_Exercise details_
Select and copy each line in the rows below that contains the string "book". Case counts.

_Dataset entries_
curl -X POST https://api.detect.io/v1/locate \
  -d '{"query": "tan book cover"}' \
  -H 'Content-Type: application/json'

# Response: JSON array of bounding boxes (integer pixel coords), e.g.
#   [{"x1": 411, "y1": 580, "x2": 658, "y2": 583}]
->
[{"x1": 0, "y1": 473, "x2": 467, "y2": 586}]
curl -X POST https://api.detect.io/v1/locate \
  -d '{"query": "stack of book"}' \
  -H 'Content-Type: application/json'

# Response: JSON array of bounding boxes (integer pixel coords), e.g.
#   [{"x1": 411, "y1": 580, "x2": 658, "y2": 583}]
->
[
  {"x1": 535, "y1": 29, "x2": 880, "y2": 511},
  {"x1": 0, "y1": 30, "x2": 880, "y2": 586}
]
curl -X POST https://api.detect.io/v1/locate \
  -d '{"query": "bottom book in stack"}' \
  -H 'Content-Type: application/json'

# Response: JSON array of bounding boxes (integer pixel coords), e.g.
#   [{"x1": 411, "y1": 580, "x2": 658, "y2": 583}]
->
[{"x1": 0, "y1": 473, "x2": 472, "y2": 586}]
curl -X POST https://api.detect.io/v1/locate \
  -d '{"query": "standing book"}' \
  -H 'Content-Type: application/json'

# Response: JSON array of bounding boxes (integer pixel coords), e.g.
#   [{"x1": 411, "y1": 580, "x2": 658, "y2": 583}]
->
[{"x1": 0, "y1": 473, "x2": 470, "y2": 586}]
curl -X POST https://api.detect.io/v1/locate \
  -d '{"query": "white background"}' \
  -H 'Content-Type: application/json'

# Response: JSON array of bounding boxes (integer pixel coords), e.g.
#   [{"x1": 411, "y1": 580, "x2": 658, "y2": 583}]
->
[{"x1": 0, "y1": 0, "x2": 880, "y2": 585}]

_Solution to the exercise_
  -d '{"query": "tan book cover"}' \
  -d '{"query": "stack of book"}' \
  -d '{"query": "bottom book in stack"}' \
  -d '{"query": "standing book"}' \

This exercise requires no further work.